[EXERCISE PASSAGE]
====

Nested schemas and arrays

Nested objects and arrays work the same way — each nested object needs its own "additionalProperties": false:

schema = {
    "type": "object",
    "additionalProperties": False,
    "properties": {
        "title": {"type": "string"},
        "authors": {
            "type": "array",
            "items": {
                "type": "object",
                "additionalProperties": False,
                "properties": {
                    "name": {"type": "string"},
                    "affiliation": {"type": ["string", "null"]}
                },
                "required": ["name", "affiliation"]
            }
        },
        "year": {"type": "integer"},
        "abstract": {"type": ["string", "null"]}
    },
    "required": ["title", "authors", "year", "abstract"]
}

Arrays of primitives don't need the additionalProperties constraint — that only applies to objects. Enums work normally: "type": "string", "enum": ["pending", "active", "cancelled"].

Pydantic integration with parse()

The beta.chat.completions.parse() method converts a Pydantic model to a JSON Schema automatically and returns a parsed model instance:

from openai import OpenAI
from pydantic import BaseModel
from typing import Optional

client = OpenAI()

class ContactInfo(BaseModel):
    name: str
    role: str
    company: Optional[str] = None

response = client.beta.chat.completions.parse(
    model="gpt-4o",
    messages=[
        {"role": "user", "content": "Extract: 'Sarah Chen, VP of Engineering at Stripe'"}
    ],
    response_format=ContactInfo
)

message = response.choices[0].message

# Check for refusals first
if message.refusal:
    print(f"Refused: {message.refusal}")
else:
    contact = message.parsed  # ContactInfo instance
    print(contact.name)       # 'Sarah Chen'
    print(contact.company)    # 'Stripe'

Note the beta namespace — this method is in the beta client for now. It's stable enough for production use. The parse() method does not change what's sent to the API; it only handles schema generation and response parsing on your side.

Handling the refusal case

When the model determines it cannot safely fulfill a structured output request (e.g. the user asks for personal data extraction in a way that triggers safety guidelines), it sets message.refusal instead of populating message.content. Always check both:

message = response.choices[0].message

if message.refusal:
    # Model declined — message.parsed is None
    print(f"Model refused: {message.refusal}")

====

[THE DATA]

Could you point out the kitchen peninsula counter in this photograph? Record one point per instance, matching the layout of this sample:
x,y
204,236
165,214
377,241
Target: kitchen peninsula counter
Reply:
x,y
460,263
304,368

====

[QUESTIONS]
**1)** In the passage on structured output schemas, do arrays of primitives need the additionalProperties constraint?
**2)** Summarize the passage on structured output schemas in three sentences.
The records are separate material and do not relate to the passage on structured output schemas.

[OUTPUTS BY TASK]
**1)** No. That constraint applies only to objects.

**2)** Every nested object in a schema needs its own "additionalProperties": false, including objects inside arrays, but arrays of primitives don't, and enums work normally. The beta.chat.completions.parse() method automatically converts a Pydantic model to a JSON Schema and returns a parsed model instance, without changing what is sent to the API. If the model decides it cannot safely fulfill a structured output request, it sets message.refusal instead of populating message.content, so both should always be checked.